About this exercise => Copy all of the data below without altering a single line.

[Dataset entries]

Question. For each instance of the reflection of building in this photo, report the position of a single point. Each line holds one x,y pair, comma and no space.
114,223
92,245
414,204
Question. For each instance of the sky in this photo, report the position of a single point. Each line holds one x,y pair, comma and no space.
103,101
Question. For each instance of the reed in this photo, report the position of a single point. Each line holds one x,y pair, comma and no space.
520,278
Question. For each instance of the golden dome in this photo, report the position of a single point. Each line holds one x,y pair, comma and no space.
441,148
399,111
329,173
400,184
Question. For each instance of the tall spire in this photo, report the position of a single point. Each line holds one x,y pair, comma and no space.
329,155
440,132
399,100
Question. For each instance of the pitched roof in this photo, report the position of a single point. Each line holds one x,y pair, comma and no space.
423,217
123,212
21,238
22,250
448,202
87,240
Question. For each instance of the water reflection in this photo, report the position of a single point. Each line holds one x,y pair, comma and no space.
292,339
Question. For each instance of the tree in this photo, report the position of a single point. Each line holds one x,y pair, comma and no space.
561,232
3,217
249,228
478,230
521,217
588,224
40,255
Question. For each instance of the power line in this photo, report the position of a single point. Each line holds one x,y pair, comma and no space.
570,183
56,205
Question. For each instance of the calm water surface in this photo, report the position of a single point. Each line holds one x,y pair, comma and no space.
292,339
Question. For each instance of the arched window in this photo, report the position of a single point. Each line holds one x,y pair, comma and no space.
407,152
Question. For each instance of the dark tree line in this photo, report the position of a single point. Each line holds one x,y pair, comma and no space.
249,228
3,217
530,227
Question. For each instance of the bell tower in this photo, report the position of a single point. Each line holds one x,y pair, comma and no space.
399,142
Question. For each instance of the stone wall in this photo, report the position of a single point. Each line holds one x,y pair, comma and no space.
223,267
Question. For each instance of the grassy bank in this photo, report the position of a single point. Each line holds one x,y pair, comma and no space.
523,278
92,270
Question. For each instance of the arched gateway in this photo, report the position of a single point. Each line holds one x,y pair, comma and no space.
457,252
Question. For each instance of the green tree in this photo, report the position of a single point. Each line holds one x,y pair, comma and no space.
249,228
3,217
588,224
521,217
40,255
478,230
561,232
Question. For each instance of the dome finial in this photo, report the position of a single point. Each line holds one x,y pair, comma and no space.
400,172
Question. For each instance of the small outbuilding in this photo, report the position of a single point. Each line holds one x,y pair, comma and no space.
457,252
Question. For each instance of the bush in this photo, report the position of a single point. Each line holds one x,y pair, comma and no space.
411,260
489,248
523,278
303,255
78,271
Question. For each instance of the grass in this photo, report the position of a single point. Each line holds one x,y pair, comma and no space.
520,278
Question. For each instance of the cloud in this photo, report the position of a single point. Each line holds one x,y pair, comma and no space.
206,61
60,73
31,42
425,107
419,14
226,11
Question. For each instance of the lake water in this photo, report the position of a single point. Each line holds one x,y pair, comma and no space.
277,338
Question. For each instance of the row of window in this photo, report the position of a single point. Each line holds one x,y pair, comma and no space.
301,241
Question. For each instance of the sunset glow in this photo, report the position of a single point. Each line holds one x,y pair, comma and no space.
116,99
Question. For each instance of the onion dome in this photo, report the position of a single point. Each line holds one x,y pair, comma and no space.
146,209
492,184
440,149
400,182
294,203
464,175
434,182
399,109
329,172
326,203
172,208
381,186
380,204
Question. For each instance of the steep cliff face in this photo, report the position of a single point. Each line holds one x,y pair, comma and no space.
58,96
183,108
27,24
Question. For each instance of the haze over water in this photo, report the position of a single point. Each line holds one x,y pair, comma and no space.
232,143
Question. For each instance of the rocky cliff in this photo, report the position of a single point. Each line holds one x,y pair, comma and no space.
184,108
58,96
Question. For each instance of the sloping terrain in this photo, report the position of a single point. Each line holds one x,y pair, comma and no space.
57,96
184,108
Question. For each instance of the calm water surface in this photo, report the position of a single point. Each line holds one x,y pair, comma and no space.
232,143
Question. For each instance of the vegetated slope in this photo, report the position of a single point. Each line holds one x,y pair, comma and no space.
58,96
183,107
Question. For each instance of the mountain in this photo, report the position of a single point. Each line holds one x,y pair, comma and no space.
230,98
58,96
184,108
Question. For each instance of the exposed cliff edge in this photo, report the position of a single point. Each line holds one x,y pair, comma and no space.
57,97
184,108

Response to this task =>
Question. For each instance of the reflection of building in this photo, report the position of a single point. Each line holds one x,y pair, comma and no space.
114,223
92,245
414,204
Question. For each instance of the sky in this photo, report the position of a single point. Each line holds one x,y pair, comma and no space.
103,101
Question. For each instance of the reed in this photo, report the position of a single point. Each line holds one x,y pair, comma and no space.
520,278
Question. For each instance of the golden dome in this photo, report the position of a single point. Each line holds one x,y pair, comma and no space.
441,148
399,111
329,173
400,184
Question. For each instance of the tall spire in this photo, report the position of a single point. Each line holds one x,y pair, comma and no space.
329,155
440,132
399,100
Question. For each instance of the pitched roof in this photo, report the position of a single point. Each line holds one x,y pair, comma and no space.
423,217
123,212
21,238
22,250
448,202
87,240
Question. For each instance of the water reflection in this photo, report the position of a single point. Each line holds one x,y pair, comma and no space.
292,339
Question. For each instance of the tree in this photo, report the position of a single point. Each line holds one x,y pair, comma and no space.
561,232
3,217
249,228
478,230
521,217
588,224
40,255
Question. For each instance of the power line in this photo, report the position of a single point. Each line holds one x,y pair, comma and no space.
570,183
56,205
Question. For each instance of the calm water surface in this photo, report the position of a single point. Each line holds one x,y pair, comma and no space.
292,339
Question. For each instance of the arched window in this photo, report the position of a single point. Each line holds one x,y pair, comma and no space.
407,152
Question. For each instance of the dark tree line in this photo, report the position of a single point. Each line holds one x,y pair, comma and no space.
249,228
3,217
530,227
Question. For each instance of the bell tower in this photo, report the position of a single point. Each line holds one x,y pair, comma and no space.
399,142
Question. For each instance of the stone wall in this photo, report the position of a single point. Each line holds one x,y pair, comma and no space.
223,267
Question. For each instance of the grassy bank in this photo, report the position of a single point. Each line holds one x,y pair, comma and no space.
523,278
92,270
Question. For each instance of the arched gateway in this photo, report the position of a single point. Each line holds one x,y pair, comma and no space.
457,252
Question. For each instance of the green tree in this photo, report the position of a single point. Each line holds one x,y pair, comma and no space.
249,228
3,217
588,224
521,217
40,255
478,230
561,232
Question. For each instance of the dome finial in this photo, report the position of a single point. Each line holds one x,y pair, comma and no space.
400,172
Question. For each instance of the small outbuilding in this photo, report the position of a single point. Each line holds one x,y pair, comma and no space.
457,252
Question. For each instance of the bush in this photo, report the position of a single point. Each line holds one x,y pair, comma and no space.
411,260
489,248
523,278
303,255
78,271
Question. For each instance of the grass in this photo, report the position of a single point. Each line holds one x,y pair, comma and no space.
520,278
Question. For each instance of the cloud in this photo, report the position of a single point. Each line holds one x,y pair, comma and no space.
206,61
60,73
31,42
425,107
419,14
226,11
Question. For each instance of the lake water in this photo, report the position of a single point. Each line holds one x,y pair, comma and no space.
277,338
Question. For each instance of the row of window in this photo, report the position of a single point. Each line holds one x,y pair, comma and no space.
301,241
Question. For each instance of the sunset glow in this photo, report the position of a single point. Each line holds one x,y pair, comma and no space.
116,99
Question. For each instance of the onion dome in this photo, report the position of a single point. Each line holds one x,y pair, comma and no space.
146,209
492,184
440,149
400,182
294,203
464,175
434,182
399,109
329,172
326,203
172,208
381,186
380,204
Question. For each instance of the steep cliff face in this photo, report the position of a single point. Each line holds one x,y pair, comma and no space.
58,96
183,108
27,24
Question. For each instance of the haze over water in this photo, report the position of a single point. Each line holds one x,y pair, comma and no space.
232,143
Question. For each instance of the rocky cliff in this photo, report the position of a single point. Each line holds one x,y pair, comma and no space.
184,108
58,96
Question. For each instance of the sloping terrain in this photo, report the position of a single point. Each line holds one x,y pair, comma and no space.
57,96
184,108
Question. For each instance of the calm water surface in this photo, report the position of a single point. Each line holds one x,y pair, comma and no space.
232,143
Question. For each instance of the vegetated slope in this photo, report the position of a single point. Each line holds one x,y pair, comma and no space.
58,96
183,107
Question. For each instance of the mountain in this photo, report the position of a single point. Each line holds one x,y pair, comma and no space.
230,98
58,96
184,108
Question. For each instance of the exposed cliff edge in this photo, report the position of a single point. Each line holds one x,y pair, comma and no space.
57,97
184,108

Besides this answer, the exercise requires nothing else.